### СТАТЬЯ
########################################
Традиционно предполагается, что телеологическую проблематику разделяют на "формальную телеологию" и так называемую "материальную телеологию". Считается, что телеологическое объяснение ввел Аристотель, используя понятие "первопричины". Нечто происходящее объясняется в этом случае через ссылку на будущее положение или совершающийся процесс. Схема такой формальной телеологии следующая: событие, состоявшееся в момент t0 объясняется данными, относящимися к более позднему моменту tb или еще к более отдаленному времени t2) t3,... То есть в этом случае принимается во внимание только фактор времени. Уже здесь, на метафизическом уровне анализа, прослеживается попытка найти определенные отношения между детерминатами. Однако говорить о содержательной, а значит истинностной, характеристике систематизации знания в этом случае нельзя. Формальная точка зрения на дедуктивно-номологическое объяснение, например, ограничивается анализом экспланандума как детерминируемого фактора, а детерминирующее превращается в единство условий антецедента. Учитывая, что предсказание имеет ту же форму, что и объяснение, с точки зрения сторонников дедуктивного подхода, можно предположить, что условия антецедента имеют больший временной индекс, чем индекс, относящийся к экспланандуму. Формальную телеологию можно отнести к чисто дедуктивным основаниям систематизации.
На недостаточность, но необходимость формального анализа указывал, например, Ж. Пиаже в работе "Речь и мышление ребенка". Он писал, что у ребенка младше 7-8 лет имеется тенденция попросту смешивать причинное отношение с отношением логическим: ребенок понимает мир как созданный вполне разумной человеческой деятельностью (он исключает, например, идею случая и т. д.), а поэтому он и не различает причины явления и психологического или логического мотива, который руководил бы людьми, если бы они сами производили эти явления. А поэтому лишь после 7-8 лет, то есть после того как наивный реализм существенно уменьшается, различные типы связей начинают ясно отличаться от других, и связь логического вывода может становиться автономной.
########################################
### ЗАПИСАННЫЕ ДАННЫЕ

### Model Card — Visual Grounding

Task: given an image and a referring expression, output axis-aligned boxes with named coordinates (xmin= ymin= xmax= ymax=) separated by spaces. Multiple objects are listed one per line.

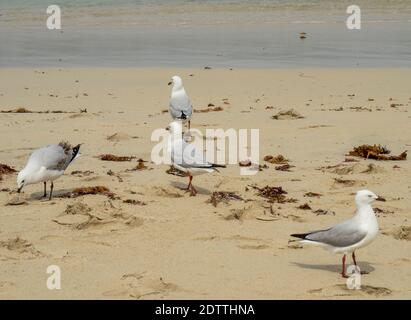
########################################
### ЗАДАНИЕ
Напишите продолжение статьи о телеологическом объяснении, начиная сразу после ее последнего предложения.

### ОТВЕТ
Прежде чем ответить на вопрос: что это..., что это было... требуется ответить на вопрос: почему это есть..., почему было это... . По версии Ж. Пиаже, ребенок до 7-8 лет, отвечая на вопрос: что это... не способен отличать разумное основание от реального основания. Обыденное знание в рамках естественного языка обречено на подобную путаницу. После восьмилетнего возраста цивилизованный ребенок манипулирует искусственными языками (изучая, например, грамматику национального языка), и этим можно объяснить появление "автономности логического вывода". На этой стадии научения для ответа на "потому что-предложения" человек вынужден ориентироваться на цель, финиш, реализацию задачи или функциональную зависимость. Именно в таком, не дифференцированном виде. Например, на вопрос "почему в позвоночном животном бьется сердце?", можно ответить: "чтобы кровь постоянно циркулировала в теле". На вопрос "почему в этом году не ездил в отпуск?", .можно дать следующий ответ: "я остался дома, чтобы закончить личные дела".
Как видно оба "почему-вопроса" принципиально различны. Р. Брэйтвейт характеризует первый случай как целенаправленный "почему-вопрос" и соответствующий ему ответ, второй - как целеуправляемый. В последнем случае мы имеем дело с объяснением сознательного человеческого поступка. В рамках естественного языка подобное объяснение использует слова: "намеревается", "стремится", "преследует цель", "хочет", "думает", "верит" и т.п. Телеологическое объяснение такого вида обычно называют объяснением из мотивов. Будем предполагать в структуре такого объяснения как минимум желание, волю и цель действующего человека, при этом в цели данной работы не входит занять четкую позицию в дискуссии о природе, значении и состоятельности элементов, объясняющих поведение. Целеуправляемое поведение будем отождествлять с подлинно материальной телеологией. В отличие от формальной телеологии речь идет о фактическом финише или цели. Целенаправленная телеология чаще называется мнимой материальной телеологией. Г.Х.фон Вригт, например, вводит термин "квазителеологическое объяснение". "...Мы назвали квазителеологическими такие объяснения, которые можно сформулировать в телеологических терминах, но истинность которых тем не менее зависит от истинности номических связей" [19, С.117].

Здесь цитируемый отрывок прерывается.